## [Work to be completed]
In the records below, find the line that contains "point(176, 248)" and the line that contains "point(176, 113)". Set down exactly those lines and every line between them, and nothing more.

## [Raw data]
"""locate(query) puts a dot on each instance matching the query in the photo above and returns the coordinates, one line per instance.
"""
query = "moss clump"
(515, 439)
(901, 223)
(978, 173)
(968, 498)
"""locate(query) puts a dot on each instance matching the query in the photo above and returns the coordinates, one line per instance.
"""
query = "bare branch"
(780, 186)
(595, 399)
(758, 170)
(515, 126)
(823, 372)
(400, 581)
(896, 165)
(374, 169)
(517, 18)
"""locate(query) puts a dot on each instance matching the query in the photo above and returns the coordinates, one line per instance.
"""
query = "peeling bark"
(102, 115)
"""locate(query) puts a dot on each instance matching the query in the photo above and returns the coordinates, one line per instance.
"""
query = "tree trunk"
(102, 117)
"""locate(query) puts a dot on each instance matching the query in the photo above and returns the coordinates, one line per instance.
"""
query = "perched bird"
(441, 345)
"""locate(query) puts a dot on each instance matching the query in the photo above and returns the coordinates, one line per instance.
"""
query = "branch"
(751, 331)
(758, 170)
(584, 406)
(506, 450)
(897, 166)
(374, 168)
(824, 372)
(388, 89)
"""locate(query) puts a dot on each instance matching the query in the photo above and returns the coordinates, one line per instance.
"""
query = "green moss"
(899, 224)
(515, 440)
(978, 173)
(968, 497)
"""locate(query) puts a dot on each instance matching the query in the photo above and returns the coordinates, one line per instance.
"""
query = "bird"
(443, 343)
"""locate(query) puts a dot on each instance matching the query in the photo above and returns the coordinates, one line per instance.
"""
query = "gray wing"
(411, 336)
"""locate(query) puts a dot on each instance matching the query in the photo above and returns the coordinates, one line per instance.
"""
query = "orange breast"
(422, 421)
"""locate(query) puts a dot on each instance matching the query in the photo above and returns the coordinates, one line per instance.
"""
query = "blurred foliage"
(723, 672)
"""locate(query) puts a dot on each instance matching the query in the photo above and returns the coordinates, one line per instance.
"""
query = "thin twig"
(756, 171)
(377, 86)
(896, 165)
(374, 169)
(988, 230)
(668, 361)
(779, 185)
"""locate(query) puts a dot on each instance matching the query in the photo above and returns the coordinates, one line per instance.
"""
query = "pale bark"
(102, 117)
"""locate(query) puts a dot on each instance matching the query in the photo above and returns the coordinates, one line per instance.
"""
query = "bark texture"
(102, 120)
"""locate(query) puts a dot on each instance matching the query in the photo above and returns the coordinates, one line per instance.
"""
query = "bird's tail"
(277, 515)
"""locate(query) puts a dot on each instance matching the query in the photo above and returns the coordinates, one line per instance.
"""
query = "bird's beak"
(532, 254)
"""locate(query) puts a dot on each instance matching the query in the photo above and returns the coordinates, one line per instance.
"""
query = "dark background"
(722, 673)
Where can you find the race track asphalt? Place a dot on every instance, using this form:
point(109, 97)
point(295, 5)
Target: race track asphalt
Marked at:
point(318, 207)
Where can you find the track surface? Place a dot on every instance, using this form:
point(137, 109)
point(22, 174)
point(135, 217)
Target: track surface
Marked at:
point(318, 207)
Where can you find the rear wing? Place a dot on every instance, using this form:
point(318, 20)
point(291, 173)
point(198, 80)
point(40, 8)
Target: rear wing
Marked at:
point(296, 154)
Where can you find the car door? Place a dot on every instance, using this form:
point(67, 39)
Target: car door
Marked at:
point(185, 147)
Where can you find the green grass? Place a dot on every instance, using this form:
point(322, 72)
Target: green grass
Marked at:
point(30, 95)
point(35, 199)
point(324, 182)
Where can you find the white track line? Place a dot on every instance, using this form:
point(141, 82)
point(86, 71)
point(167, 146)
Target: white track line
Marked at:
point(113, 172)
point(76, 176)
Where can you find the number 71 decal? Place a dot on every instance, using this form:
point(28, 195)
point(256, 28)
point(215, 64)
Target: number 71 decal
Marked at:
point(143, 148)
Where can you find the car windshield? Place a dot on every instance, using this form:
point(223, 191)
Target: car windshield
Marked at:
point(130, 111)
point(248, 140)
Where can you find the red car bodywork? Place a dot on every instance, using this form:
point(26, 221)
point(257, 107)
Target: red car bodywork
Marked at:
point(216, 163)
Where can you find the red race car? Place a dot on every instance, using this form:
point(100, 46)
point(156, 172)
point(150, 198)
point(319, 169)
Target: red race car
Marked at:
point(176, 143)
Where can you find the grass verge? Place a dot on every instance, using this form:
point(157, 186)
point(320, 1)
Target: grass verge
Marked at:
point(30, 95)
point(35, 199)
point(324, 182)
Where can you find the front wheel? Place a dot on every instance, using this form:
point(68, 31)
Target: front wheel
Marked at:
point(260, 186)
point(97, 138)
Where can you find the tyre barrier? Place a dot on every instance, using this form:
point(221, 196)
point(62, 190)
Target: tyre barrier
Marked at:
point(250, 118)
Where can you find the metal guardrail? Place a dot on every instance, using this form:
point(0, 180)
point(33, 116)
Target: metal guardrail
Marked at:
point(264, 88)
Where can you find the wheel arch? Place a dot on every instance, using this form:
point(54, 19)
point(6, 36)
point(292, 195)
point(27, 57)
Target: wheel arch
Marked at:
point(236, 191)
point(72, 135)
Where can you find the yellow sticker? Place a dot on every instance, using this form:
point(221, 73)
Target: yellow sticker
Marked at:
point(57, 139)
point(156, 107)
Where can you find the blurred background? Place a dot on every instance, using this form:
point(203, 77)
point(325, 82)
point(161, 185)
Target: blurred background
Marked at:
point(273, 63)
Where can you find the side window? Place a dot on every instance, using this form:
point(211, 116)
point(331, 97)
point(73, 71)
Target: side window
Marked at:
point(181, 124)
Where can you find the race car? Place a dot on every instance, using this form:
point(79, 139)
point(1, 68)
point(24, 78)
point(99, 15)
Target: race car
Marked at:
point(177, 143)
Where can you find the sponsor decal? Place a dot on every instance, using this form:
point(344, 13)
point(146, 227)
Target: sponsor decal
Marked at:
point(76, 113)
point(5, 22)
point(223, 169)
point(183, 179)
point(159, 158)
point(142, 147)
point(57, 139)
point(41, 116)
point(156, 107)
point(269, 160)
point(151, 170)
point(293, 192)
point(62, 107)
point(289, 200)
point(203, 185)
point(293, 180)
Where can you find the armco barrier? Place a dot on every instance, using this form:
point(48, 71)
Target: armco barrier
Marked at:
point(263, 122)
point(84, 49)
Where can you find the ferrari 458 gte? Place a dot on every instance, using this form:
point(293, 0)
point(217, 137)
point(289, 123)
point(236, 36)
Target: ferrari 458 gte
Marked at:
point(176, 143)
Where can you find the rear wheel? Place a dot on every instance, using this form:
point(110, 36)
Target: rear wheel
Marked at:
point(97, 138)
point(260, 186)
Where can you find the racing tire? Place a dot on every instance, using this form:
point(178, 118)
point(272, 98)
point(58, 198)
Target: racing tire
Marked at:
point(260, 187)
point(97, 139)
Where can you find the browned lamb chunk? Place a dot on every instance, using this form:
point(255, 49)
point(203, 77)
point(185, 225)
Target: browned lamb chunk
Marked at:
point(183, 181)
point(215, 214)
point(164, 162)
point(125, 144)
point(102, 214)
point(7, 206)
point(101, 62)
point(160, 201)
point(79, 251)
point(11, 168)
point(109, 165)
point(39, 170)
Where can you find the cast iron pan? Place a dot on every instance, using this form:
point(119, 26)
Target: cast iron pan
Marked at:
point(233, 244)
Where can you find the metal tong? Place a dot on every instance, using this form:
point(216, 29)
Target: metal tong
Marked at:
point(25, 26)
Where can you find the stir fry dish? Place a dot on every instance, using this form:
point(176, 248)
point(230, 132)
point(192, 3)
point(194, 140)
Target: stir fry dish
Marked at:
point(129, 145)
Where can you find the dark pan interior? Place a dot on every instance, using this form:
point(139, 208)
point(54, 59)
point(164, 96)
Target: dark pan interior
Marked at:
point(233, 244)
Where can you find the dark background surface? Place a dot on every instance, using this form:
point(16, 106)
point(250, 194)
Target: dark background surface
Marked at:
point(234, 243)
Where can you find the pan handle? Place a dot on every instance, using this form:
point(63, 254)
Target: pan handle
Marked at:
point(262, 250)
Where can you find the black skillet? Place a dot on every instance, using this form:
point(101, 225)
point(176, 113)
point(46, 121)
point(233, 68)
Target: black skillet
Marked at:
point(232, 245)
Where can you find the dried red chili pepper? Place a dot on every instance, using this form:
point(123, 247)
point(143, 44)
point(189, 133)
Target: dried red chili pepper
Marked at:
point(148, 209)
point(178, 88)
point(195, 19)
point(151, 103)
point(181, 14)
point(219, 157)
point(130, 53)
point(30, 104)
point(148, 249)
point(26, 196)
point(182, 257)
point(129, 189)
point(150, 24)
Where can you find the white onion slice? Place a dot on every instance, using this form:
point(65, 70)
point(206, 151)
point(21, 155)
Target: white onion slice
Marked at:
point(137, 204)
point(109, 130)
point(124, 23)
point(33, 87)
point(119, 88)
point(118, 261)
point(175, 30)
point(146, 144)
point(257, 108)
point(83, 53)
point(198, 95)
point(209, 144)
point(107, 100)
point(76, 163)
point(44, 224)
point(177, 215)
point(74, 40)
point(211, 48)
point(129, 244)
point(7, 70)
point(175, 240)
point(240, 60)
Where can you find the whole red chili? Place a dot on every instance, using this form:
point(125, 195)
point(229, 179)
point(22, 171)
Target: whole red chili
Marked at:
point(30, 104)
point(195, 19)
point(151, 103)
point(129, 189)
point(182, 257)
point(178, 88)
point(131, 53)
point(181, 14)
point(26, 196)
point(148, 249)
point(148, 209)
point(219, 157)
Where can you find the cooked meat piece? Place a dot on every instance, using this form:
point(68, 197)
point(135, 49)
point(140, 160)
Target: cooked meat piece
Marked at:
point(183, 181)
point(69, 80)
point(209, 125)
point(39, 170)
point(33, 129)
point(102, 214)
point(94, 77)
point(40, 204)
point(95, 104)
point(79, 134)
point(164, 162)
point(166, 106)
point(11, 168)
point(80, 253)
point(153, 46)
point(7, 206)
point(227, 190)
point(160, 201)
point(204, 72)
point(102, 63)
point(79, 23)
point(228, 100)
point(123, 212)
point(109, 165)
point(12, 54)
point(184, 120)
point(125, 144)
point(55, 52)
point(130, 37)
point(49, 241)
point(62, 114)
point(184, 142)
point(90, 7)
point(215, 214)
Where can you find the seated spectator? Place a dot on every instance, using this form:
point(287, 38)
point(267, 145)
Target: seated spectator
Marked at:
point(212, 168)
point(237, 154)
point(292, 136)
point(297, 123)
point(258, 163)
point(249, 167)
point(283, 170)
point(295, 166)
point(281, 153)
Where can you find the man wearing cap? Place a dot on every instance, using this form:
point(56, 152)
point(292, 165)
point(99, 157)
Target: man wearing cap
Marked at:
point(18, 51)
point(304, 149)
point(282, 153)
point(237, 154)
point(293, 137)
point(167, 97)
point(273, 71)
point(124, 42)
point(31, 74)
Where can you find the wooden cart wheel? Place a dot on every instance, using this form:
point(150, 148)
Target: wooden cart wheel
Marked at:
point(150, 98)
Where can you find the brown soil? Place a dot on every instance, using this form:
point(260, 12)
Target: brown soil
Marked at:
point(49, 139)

## [Output of the exercise]
point(176, 248)
point(230, 132)
point(192, 3)
point(194, 140)
Target: stir fry dish
Marked at:
point(129, 145)
Where can you find the dark pan interior? Place a dot on every instance, using this form:
point(139, 208)
point(54, 59)
point(164, 96)
Target: dark pan interior
Marked at:
point(233, 244)
Where can you find the dark background surface? Place a dot on every instance, using this form:
point(16, 106)
point(250, 194)
Target: dark background surface
Marked at:
point(234, 243)
Where can you find the pan handle? Place a dot on every instance, using this form:
point(63, 254)
Target: pan handle
Marked at:
point(262, 250)
Where can you find the black skillet? Place a dot on every instance, using this form:
point(101, 225)
point(176, 113)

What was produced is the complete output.